** SOURCE TEXT **
# Basic CRM software



## alongston (Dec 30, 2010)

I definitely wouldn't pay $80 a month for one. If you have a smart phone you can find several apps for free. There are also online programs you can use that cost little to no money. Some CRM software is also just to track customers, not necessarily tasks, so be sure to check whatever you choose for both.


----------



## smalpierre (Jan 19, 2011)

alongston said:


> I definitely wouldn't pay $80 a month for one. If you have a smart phone you can find several apps for free. There are also online programs you can use that cost little to no money. Some CRM software is also just to track customers, not necessarily tasks, so be sure to check whatever you choose for both.


Yeah, it's kind of crippleware unless you pay monthly fees apparently. I woudn't spend. I come up with 150 / month - 360 / year / user - 5 users minimum.

I'd build my own before I's spend 150 / month on it ...


----------



## angus242 (Oct 20, 2007)

Zoho offers free CRM cloud software. There's a limit to the amount of users before you need to pay. It integrates with Google Docs.


----------



## BamBamm5144 (Jul 12, 2008)

angus242 said:


> Zoho offers free CRM cloud software. There's a limit to the amount of users before you need to pay. It integrates with Google Docs.


I use Zoho. Simple and easy to learn. I like that I can use it to inventory a job for the foreman. What I mean is I can list everything thats supposed to be delivered, write a special note like maybe an old antenna is staying and he can just have the paper without a price on it.


----------



## PropertyPros (Jul 14, 2011)

Hi Guys,

New to ContractorTalk. I was wondering if any of you have used Highrise? We are currently in the process of implementing CRM software in the office and I am responsible for finding the best one. Key components desired are remote access (mobile, laptop), form attachments, customizable fields, outlook sync, campaign, auto-dial just to name a few. I have looked at salesforce, goldmine, and highrise. Any input would be greatly appreciated. Thanks.


----------



## Magic Hammer (Dec 11, 2007)

** SOURCE MATERIAL **
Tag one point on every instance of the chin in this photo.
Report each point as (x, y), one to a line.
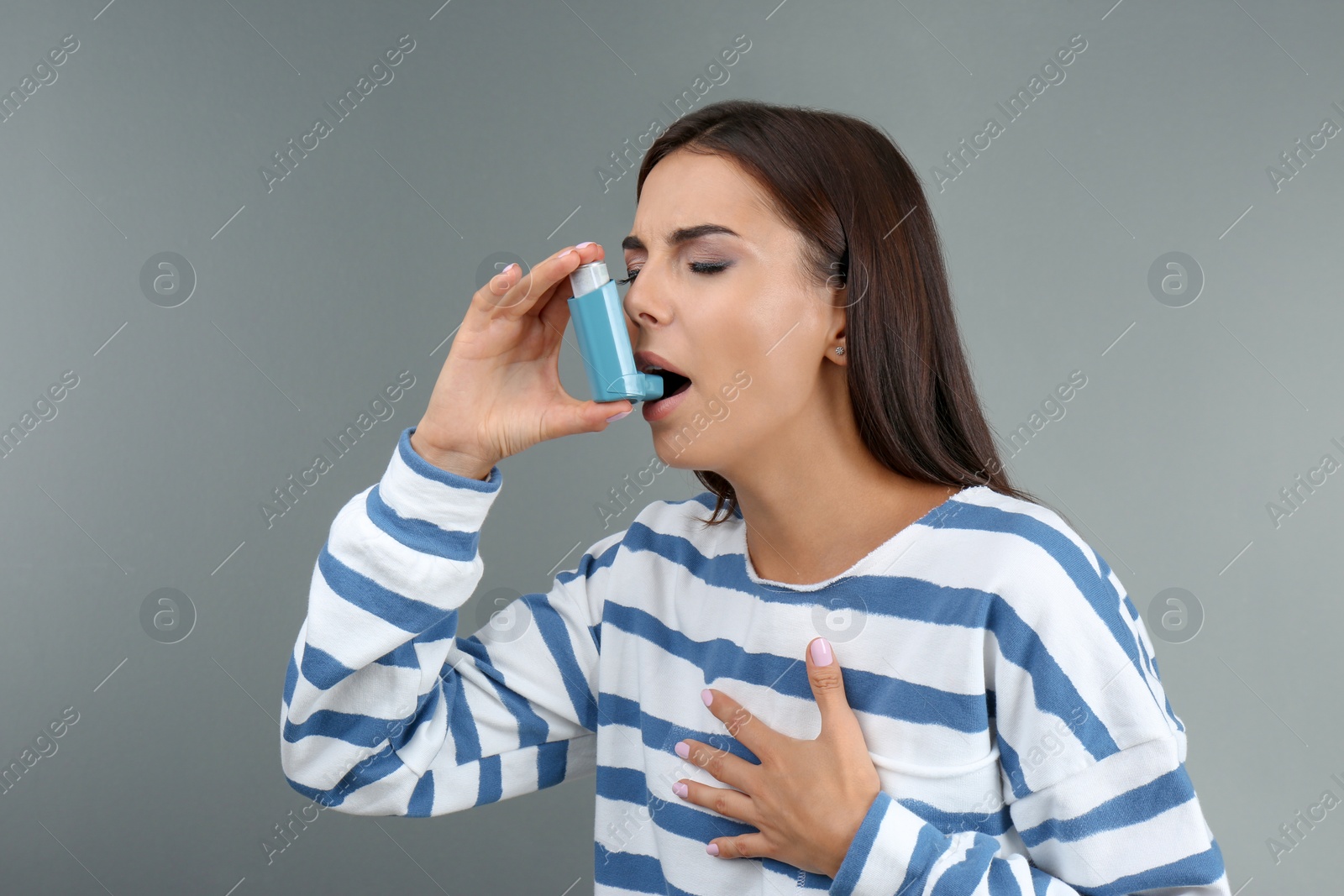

** THE EXERCISE **
From the CRM software thread, write out the passage starting with "I use Zoho." and going on through "greatly appreciated. Thanks.".

** ANSWER IN FULL **
I use Zoho. Simple and easy to learn. I like that I can use it to inventory a job for the foreman. What I mean is I can list everything thats supposed to be delivered, write a special note like maybe an old antenna is staying and he can just have the paper without a price on it.


----------



## PropertyPros (Jul 14, 2011)

Hi Guys,

New to ContractorTalk. I was wondering if any of you have used Highrise? We are currently in the process of implementing CRM software in the office and I am responsible for finding the best one. Key components desired are remote access (mobile, laptop), form attachments, customizable fields, outlook sync, campaign, auto-dial just to name a few. I have looked at salesforce, goldmine, and highrise. Any input would be greatly appreciated. Thanks.